* **Record extracts**:
· · · ·
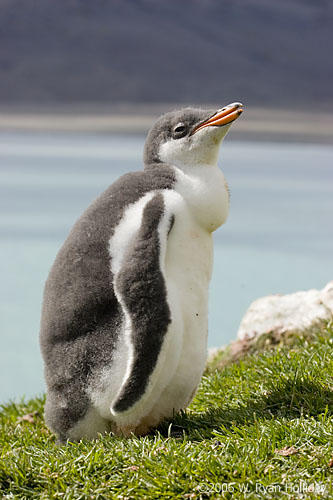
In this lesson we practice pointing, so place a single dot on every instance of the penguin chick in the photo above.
(124, 319)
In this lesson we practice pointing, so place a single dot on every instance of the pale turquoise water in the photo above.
(278, 239)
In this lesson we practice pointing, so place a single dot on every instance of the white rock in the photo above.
(298, 312)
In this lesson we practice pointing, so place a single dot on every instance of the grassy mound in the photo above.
(261, 427)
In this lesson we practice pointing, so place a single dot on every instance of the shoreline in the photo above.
(257, 124)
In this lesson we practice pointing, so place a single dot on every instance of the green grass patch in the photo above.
(261, 427)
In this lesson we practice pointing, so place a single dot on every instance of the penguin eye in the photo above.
(179, 131)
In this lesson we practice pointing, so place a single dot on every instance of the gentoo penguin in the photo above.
(124, 318)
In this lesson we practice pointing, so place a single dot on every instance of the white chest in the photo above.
(205, 191)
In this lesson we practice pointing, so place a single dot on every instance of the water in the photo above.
(278, 238)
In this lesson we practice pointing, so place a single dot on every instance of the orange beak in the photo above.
(223, 116)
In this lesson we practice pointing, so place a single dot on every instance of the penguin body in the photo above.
(124, 320)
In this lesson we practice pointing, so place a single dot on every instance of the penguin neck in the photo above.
(205, 190)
· · · ·
Could you write out, exactly as given, the lines from the one holding "body in the photo above." through the end of the listing, and nothing else?

* **Answer for the task**:
In this lesson we practice pointing, so place a single dot on every instance of the penguin body in the photo above.
(124, 320)
In this lesson we practice pointing, so place a single dot on every instance of the penguin neck in the photo above.
(205, 190)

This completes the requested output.